- **SEITE**:
• • • • • • •

Sidonie Adlersburg

"Familienzusammenführung" in Auschwitz
  • Sidonie Adlersburg mit ihre Lieblingspuppe im Alter von etwa drei Jahren (Foto: Nachlass Familie Breirather/Archiv DokuZ)
  • Familie Breirather mit Sidonie Adlersburg (vorne rechts) und Freunden, um 1942 (Foto: Nachlass Familie Breirather/Archiv DokuZ)
  • Sidonie wurde im Zugangsbuch des „Zigeunerlagers“ in Auschwitz-Birkenau mit der Nummer Z 6672 und dem Nachnamen ihrer leiblichen Mutter (Berger) registriert (Foto: Staatliches Museum Auschwitz)
  • Grabstein der Familie Breirather in Steyr mit symbolischer Inschrift für Sidonie Adlersburg (Foto: Ernst Schimanko)

• • • • • • •

- **BEREITGESTELLTE ANGABEN**:
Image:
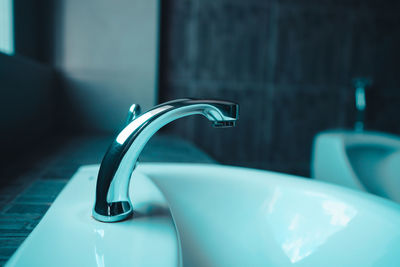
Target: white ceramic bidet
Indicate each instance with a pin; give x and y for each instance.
(366, 161)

• • • • • • •

- **AUFGABE 1**: Mit welcher Nummer wurde Sidonie laut der Seite über Sidonie Adlersburg im Zugangsbuch des „Zigeunerlagers“ in Auschwitz-Birkenau registriert?
- **AUFGABE 2**: Fasse die Seite über Sidonie Adlersburg in zwei Sätzen zusammen.
- **AUFGABE 3**: Schreibe die Seite über Sidonie Adlersburg im Anschluss an ihre letzte Zeile weiter.
Die Auflistung spielt hierfür keine Rolle.

- **ANTWORT 1**: Mit der Nummer Z 6672.

- **ANTWORT 2**: Die Seite zeigt Sidonie Adlersburg im Alter von etwa drei Jahren mit ihrer Lieblingspuppe und um 1942 zusammen mit der Familie Breirather und Freunden. Im Zugangsbuch des „Zigeunerlagers“ in Auschwitz-Birkenau wurde sie mit der Nummer Z 6672 und dem Nachnamen ihrer leiblichen Mutter, Berger, registriert, und der Grabstein der Familie Breirather in Steyr trägt eine symbolische Inschrift für sie.

- **ANTWORT 3**:
Kurzinformation

„Familienzusammenführung“ in Auschwitz

Sidonie Adlersburg wurde im Juni 1933 in der Nähe von Altheim in Oberösterreich geboren. Ihre Mutter übergab das Baby – wohl aufgrund finanzieller Not – knapp zwei Monate später, am 18. August 1933, einem Krankenhaus in Steyr. Auf einem Stück Papier, welches das Baby bei sich trug, stand nichts weiter als: „Ich heiße Sidonie Adlersburg und bin geboren auf der Straße nach Altheim. Bitte um Eltern.“ Da sich die leibliche Mutter auch nach einiger Zeit nicht gemeldet hatte, wurde das Kind der Verantwortung des Jugendamts übergeben. Die Fürsorgerin des städtischen Jugendamts beschloss schon bald, die kleine Sidonie zur Pflege an Adoptiveltern abzugeben. Anfang Oktober 1933 befand sich das Baby zunächst bei einer Frau namens Amalia Derflinger in Obhut. Allerdings nur für einige Tage, denn ihr Ehemann wollte das Kind aufgrund der dunklen Hautfarbe nicht in seine Familie aufnehmen.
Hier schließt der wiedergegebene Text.